:: PASSAGE TO READ ::

State	Trigger	Meaning
`sat ok` (green)	No bridge has a blocked producer	Healthy
`blocked N s` (yellow)	Worst blocked ≥ 25% of `saturation_deadline_s` (≥ 2.5 s at default)	Drain is falling behind; trending
`blocked N s` (red)	Worst blocked ≥ 50% of `saturation_deadline_s` (≥ 5 s at default)	Real danger of `crashed_but_sealed`
`sat —` (gray)	No diagnostics yet	Before the first heartbeat

The 25% / 50% bands are pure UI ergonomics. The deadline itself only escalates at 100%. The colored warnings exist so an operator can intervene (kill a noisy CustomStep, free disk space, swap a slow codec) before the deadline trips.

For triage when the pill goes yellow or red, see status bar guide § sat — that page documents the diagnostic flow ("check loop lag first, then disk, then camera codec, then BLOCK-policy subscribers").

Tuning knobs¶

The deadline and poll period live on ConductorConfig as code-level knobs:

ConductorConfig(
    saturation_deadline_s=10.0,
    saturation_poll_period_s=1.0,
)

:::
:: SOURCE DATA ::

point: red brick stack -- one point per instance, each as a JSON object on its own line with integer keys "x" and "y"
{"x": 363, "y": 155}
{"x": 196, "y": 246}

:::

> [WHAT NEEDS TO BE DONE] For each statement below, say yes or no to whether it agrees with the saturation-state text, and quote the words of the text that decide it. (a) At default settings, the yellow state begins once the worst blocked time reaches 2.5 seconds. (b) The deadline escalates when the worst blocked time reaches 50% of `saturation_deadline_s`. (c) The gray state applies before the first heartbeat.

> [THE ANSWER]
(a) Yes: "(≥ 2.5 s at default)"
(b) No: "The deadline itself only escalates at 100%."
(c) Yes: "Before the first heartbeat"